**AIM:**
Locate each line in the items below that contains the word "would" and copy those lines out. Capitalization matters.

Source data
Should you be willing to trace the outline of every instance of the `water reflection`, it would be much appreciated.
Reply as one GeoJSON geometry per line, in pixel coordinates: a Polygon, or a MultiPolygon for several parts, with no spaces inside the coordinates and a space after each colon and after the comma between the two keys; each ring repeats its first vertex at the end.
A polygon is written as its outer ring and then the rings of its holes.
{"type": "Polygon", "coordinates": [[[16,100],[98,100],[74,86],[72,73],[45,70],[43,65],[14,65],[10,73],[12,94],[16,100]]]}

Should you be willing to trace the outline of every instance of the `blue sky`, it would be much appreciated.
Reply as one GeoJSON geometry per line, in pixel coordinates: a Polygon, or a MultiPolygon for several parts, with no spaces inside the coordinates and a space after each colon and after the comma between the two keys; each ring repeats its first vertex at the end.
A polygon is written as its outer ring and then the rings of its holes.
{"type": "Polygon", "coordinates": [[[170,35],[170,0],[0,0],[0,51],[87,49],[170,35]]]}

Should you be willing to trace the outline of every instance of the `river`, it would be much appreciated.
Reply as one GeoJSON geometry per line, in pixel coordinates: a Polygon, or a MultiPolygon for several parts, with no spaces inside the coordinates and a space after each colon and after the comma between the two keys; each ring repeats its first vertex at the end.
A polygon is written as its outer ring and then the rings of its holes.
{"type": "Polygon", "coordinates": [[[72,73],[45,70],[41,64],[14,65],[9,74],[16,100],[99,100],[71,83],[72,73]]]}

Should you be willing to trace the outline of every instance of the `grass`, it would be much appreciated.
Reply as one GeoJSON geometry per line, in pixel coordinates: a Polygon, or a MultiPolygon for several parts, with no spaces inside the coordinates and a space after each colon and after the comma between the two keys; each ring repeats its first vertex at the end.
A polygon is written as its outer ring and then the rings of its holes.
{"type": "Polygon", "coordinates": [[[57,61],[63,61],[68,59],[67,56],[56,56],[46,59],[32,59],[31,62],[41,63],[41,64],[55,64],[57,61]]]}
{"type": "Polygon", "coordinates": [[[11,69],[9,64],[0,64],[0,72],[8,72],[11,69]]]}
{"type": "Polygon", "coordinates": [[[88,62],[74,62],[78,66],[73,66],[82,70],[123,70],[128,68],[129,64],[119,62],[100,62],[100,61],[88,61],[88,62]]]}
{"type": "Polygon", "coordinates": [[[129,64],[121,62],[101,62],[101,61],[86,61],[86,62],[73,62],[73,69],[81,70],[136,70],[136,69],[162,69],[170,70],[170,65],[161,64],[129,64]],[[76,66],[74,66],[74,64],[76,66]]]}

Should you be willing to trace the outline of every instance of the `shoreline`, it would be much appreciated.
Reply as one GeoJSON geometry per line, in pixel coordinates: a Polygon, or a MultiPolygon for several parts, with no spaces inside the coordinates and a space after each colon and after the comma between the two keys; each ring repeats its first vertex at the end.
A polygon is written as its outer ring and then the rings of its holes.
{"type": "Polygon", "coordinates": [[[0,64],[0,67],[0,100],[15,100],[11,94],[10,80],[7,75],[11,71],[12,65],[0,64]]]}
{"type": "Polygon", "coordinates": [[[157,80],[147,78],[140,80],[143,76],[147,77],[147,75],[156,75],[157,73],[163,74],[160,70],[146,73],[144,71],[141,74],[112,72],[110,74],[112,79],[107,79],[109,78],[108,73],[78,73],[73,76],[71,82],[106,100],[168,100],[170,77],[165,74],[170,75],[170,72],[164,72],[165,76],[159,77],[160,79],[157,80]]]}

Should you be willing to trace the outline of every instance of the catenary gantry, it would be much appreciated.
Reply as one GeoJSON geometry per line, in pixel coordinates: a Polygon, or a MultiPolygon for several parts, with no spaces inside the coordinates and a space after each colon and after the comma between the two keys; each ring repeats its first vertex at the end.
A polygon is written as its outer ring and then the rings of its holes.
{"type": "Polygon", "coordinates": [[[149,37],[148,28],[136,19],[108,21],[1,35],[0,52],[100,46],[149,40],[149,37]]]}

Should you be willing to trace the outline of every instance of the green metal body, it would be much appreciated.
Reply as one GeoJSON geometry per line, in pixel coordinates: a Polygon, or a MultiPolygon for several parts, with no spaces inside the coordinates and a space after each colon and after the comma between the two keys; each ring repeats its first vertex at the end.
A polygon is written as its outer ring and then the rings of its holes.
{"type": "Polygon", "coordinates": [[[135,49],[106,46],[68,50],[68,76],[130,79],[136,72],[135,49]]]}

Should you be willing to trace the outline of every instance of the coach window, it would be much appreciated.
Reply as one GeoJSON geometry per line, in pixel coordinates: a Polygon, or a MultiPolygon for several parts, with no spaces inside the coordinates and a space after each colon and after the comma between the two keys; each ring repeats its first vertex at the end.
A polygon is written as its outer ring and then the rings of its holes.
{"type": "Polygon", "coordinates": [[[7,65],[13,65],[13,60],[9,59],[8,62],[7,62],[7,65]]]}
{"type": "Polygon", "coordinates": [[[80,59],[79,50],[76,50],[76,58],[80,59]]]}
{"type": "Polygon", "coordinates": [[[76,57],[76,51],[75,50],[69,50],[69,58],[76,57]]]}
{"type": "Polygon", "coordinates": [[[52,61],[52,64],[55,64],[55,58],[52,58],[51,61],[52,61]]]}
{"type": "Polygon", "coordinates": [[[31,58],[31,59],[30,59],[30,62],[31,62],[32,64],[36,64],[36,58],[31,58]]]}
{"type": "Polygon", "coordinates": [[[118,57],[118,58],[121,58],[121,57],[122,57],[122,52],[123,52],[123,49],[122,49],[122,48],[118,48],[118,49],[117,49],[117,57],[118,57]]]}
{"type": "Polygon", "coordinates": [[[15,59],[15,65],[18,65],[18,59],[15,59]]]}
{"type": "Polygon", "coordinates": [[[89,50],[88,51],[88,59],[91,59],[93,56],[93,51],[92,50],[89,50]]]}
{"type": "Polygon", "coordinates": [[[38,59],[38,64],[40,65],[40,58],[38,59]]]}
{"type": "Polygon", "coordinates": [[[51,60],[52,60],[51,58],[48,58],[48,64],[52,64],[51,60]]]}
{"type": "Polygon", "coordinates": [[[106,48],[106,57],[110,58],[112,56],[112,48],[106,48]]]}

**CORRECT RESPONSE:**
Should you be willing to trace the outline of every instance of the `water reflection`, it would be much appreciated.
Should you be willing to trace the outline of every instance of the `blue sky`, it would be much appreciated.
Should you be willing to trace the outline of every instance of the `river`, it would be much appreciated.
Should you be willing to trace the outline of every instance of the `grass`, it would be much appreciated.
Should you be willing to trace the outline of every instance of the `shoreline`, it would be much appreciated.
Should you be willing to trace the outline of every instance of the catenary gantry, it would be much appreciated.
Should you be willing to trace the outline of every instance of the green metal body, it would be much appreciated.
Should you be willing to trace the outline of every instance of the coach window, it would be much appreciated.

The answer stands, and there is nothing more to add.